Work to complete :: The entries are to be output once more, word for word.

Point localization data ::

+++

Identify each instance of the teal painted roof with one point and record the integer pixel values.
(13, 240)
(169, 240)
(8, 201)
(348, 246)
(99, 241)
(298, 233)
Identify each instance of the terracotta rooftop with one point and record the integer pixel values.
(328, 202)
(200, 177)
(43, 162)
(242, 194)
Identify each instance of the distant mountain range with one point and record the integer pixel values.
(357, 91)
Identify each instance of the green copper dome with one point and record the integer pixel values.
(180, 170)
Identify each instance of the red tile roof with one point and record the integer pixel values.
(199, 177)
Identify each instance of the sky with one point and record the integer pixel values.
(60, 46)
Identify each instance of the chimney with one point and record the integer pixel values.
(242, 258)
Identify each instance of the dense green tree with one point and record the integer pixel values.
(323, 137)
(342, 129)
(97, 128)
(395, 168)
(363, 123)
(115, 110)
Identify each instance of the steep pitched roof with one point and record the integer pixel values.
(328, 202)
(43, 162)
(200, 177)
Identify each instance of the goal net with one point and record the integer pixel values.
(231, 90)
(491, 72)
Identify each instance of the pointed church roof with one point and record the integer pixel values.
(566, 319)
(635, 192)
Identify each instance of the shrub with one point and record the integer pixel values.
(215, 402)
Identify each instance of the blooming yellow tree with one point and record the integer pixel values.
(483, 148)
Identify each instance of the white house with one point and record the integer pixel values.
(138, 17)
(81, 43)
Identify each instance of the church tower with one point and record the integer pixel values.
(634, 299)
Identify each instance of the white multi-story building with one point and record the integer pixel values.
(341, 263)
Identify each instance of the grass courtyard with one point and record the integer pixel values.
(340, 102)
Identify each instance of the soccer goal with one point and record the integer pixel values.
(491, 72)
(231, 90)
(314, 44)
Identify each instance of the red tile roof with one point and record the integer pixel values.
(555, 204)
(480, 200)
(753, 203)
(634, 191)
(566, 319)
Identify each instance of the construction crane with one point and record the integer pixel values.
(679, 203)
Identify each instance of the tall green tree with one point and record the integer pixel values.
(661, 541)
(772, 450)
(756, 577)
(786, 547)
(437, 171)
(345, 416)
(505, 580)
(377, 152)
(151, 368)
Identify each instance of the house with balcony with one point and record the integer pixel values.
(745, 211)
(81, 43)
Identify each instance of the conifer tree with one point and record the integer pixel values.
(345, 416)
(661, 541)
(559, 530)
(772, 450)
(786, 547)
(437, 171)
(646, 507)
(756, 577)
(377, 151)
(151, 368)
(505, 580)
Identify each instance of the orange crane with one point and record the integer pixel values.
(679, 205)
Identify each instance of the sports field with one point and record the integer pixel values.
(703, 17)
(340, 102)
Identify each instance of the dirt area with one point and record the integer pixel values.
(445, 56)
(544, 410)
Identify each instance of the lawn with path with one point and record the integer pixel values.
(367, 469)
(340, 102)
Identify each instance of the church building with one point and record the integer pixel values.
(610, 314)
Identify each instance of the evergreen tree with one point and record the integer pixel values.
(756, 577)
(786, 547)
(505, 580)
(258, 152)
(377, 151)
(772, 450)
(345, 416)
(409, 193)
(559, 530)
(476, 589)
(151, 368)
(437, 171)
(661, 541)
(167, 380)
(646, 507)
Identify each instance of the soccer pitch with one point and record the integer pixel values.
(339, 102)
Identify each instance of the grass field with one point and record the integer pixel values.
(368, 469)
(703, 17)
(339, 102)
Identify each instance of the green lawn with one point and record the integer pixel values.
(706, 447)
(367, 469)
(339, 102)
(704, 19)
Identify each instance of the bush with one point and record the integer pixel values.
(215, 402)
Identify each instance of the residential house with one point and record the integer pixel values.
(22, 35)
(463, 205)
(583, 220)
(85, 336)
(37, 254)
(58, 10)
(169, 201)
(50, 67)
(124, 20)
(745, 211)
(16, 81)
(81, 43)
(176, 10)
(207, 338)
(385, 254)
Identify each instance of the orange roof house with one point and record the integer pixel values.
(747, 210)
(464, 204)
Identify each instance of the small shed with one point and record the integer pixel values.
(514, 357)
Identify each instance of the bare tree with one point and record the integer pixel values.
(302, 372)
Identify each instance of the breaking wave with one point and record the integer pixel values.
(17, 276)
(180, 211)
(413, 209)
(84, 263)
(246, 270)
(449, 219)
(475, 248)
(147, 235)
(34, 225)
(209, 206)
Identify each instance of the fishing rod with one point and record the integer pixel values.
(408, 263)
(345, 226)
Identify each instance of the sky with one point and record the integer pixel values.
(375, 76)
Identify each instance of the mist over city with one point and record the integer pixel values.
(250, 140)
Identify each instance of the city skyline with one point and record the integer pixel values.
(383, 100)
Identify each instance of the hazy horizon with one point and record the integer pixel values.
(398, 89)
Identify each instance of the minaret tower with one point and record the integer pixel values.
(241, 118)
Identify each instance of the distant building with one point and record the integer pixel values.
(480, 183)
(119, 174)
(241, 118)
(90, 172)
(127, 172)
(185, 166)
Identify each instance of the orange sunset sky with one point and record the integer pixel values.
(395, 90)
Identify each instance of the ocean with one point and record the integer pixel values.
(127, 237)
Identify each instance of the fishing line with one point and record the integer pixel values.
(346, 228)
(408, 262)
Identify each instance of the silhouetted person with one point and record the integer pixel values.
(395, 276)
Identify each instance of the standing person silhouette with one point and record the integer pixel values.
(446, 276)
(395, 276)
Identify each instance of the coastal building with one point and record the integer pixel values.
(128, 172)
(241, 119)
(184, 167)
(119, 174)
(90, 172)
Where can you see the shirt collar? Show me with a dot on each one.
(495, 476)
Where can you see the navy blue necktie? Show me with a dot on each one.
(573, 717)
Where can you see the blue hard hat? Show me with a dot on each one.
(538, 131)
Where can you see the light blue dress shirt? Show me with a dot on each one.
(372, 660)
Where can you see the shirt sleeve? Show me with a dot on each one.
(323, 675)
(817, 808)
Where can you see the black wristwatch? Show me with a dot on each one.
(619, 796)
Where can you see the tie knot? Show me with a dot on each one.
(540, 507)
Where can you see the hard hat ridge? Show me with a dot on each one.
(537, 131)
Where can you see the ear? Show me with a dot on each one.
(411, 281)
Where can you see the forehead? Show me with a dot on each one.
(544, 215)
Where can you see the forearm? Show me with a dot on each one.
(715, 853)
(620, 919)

+++

Solution to this task ::
Identify each instance of the teal painted roof with one point and record the integer pixel values.
(13, 240)
(169, 240)
(8, 201)
(348, 246)
(99, 241)
(298, 233)
Identify each instance of the terracotta rooftop with one point and record the integer pixel values.
(328, 202)
(200, 177)
(43, 162)
(242, 194)
Identify each instance of the distant mountain range with one point and record the integer pixel values.
(357, 91)
Identify each instance of the green copper dome with one point and record the integer pixel values.
(180, 170)
Identify each instance of the red tile roof with one point and record the integer pixel values.
(199, 177)
Identify each instance of the sky with one point and record the integer pixel values.
(60, 46)
Identify each instance of the chimney with one point and record the integer pixel values.
(242, 258)
Identify each instance of the dense green tree with one point and record the integer pixel values.
(323, 137)
(342, 129)
(97, 128)
(395, 168)
(363, 123)
(115, 110)
Identify each instance of the steep pitched roof with one point and record the integer pixel values.
(328, 202)
(43, 162)
(200, 177)
Identify each instance of the goal net with one point and record the integer pixel values.
(231, 90)
(491, 72)
Identify each instance of the pointed church roof with one point and record the integer pixel values.
(566, 319)
(635, 192)
Identify each instance of the shrub with one point and record the integer pixel values.
(215, 402)
Identify each instance of the blooming yellow tree with one point and record the integer pixel values.
(483, 148)
Identify each instance of the white house with one point and record the integer pixel values.
(138, 17)
(81, 43)
Identify each instance of the church tower with one point and record the integer pixel values.
(634, 299)
Identify each instance of the white multi-story building with one point and record the integer pixel values.
(341, 263)
Identify each instance of the grass courtyard with one point and record the integer pixel values.
(340, 102)
Identify each instance of the soccer goal with one point and record the integer pixel values.
(491, 72)
(231, 90)
(314, 44)
Identify each instance of the red tile roof with one point and record the integer pixel values.
(555, 204)
(480, 200)
(753, 203)
(634, 191)
(566, 319)
Identify each instance of the construction crane with one point and record the integer pixel values.
(679, 203)
Identify each instance of the tall green tree with one point and record the integer pixel values.
(661, 541)
(772, 450)
(756, 577)
(786, 547)
(437, 171)
(345, 416)
(505, 580)
(377, 152)
(151, 368)
Identify each instance of the house with balcony with one point and record the integer pixel values.
(745, 211)
(81, 43)
Identify each instance of the conifer tree with one point and record the integer pixel values.
(345, 416)
(661, 541)
(559, 530)
(772, 450)
(786, 547)
(437, 171)
(646, 507)
(756, 577)
(377, 151)
(151, 368)
(505, 580)
Identify each instance of the orange crane with one point and record the integer pixel values.
(679, 205)
Identify each instance of the sports field with one point and record the integer pixel values.
(703, 17)
(340, 102)
Identify each instance of the dirt area with one point and record the integer pixel values.
(445, 56)
(544, 410)
Identify each instance of the lawn with path with one point and record the integer pixel values.
(367, 469)
(340, 102)
Identify each instance of the church building with one point and record the integer pixel values.
(610, 314)
Identify each instance of the evergreen tree with one point and record the integer pixel values.
(756, 577)
(786, 547)
(505, 580)
(258, 152)
(377, 151)
(772, 450)
(345, 416)
(409, 193)
(559, 530)
(476, 589)
(151, 368)
(437, 171)
(661, 541)
(167, 380)
(646, 507)
Identify each instance of the soccer pitch with one point and record the integer pixel values.
(339, 102)
Identify each instance of the grass field with one point and record the integer pixel values.
(368, 469)
(703, 17)
(339, 102)
Identify each instance of the green lawn with one point and record the integer pixel values.
(706, 447)
(367, 469)
(339, 102)
(704, 19)
Identify each instance of the bush with one point and record the integer pixel values.
(215, 402)
Identify each instance of the residential house with one point and record the integer pixel values.
(22, 35)
(463, 205)
(583, 220)
(85, 336)
(37, 254)
(58, 10)
(169, 201)
(50, 67)
(124, 20)
(745, 211)
(16, 81)
(81, 43)
(176, 10)
(207, 338)
(385, 254)
Identify each instance of the orange roof house with one point and record the integer pixel values.
(747, 210)
(464, 204)
Identify each instance of the small shed with one point and record the integer pixel values.
(514, 357)
Identify each instance of the bare tree with one point and record the integer pixel values.
(302, 372)
Identify each instance of the breaking wave with one point and record the integer pixel values.
(17, 276)
(180, 211)
(413, 209)
(84, 263)
(246, 270)
(449, 219)
(475, 248)
(147, 235)
(34, 225)
(209, 206)
Identify each instance of the fishing rod with one point and record the integer pixel values.
(408, 263)
(345, 226)
Identify each instance of the sky with one point and record the integer pixel values.
(375, 76)
Identify each instance of the mist over city with one point and record the integer pixel values.
(250, 140)
Identify each instance of the city skyline with one point and record the integer pixel values.
(383, 100)
Identify each instance of the hazy horizon with one point and record the integer pixel values.
(398, 89)
Identify each instance of the minaret tower with one point and record the integer pixel values.
(241, 118)
Identify each instance of the distant building with one point and record the integer pixel values.
(480, 183)
(119, 174)
(241, 118)
(90, 172)
(127, 172)
(185, 166)
Identify each instance of the orange sunset sky with one point and record the integer pixel values.
(395, 90)
Identify each instance of the ocean with one point and record the integer pixel values.
(127, 237)
Identify each instance of the fishing line with one point and record the integer pixel values.
(346, 228)
(408, 262)
Identify each instance of the silhouetted person with one point and record the integer pixel values.
(395, 276)
Identify each instance of the standing person silhouette with one point and record the integer pixel values.
(446, 276)
(395, 276)
Identify each instance of the coastal building with one point and record the integer pixel values.
(128, 172)
(241, 119)
(184, 167)
(119, 174)
(90, 172)
Where can you see the shirt collar? Show me with a dot on each one.
(495, 476)
Where can you see the navy blue necktie? Show me with a dot on each one.
(573, 717)
Where can you see the blue hard hat? Show me with a dot on each one.
(538, 131)
Where can you see the light blue dress shirt? Show me with a dot on each one.
(372, 660)
Where can you see the shirt sleeve? Show me with a dot on each one.
(323, 675)
(817, 808)
Where can you see the black wristwatch? Show me with a dot on each one.
(619, 796)
Where can you see the tie knot? Show me with a dot on each one.
(540, 507)
Where can you see the hard hat ridge? Show me with a dot on each one.
(537, 131)
Where can you see the ear? Show me with a dot on each one.
(411, 281)
Where can you see the forehead? Show me with a dot on each one.
(544, 215)
Where can you see the forearm? Show me with a dot on each one.
(715, 853)
(620, 919)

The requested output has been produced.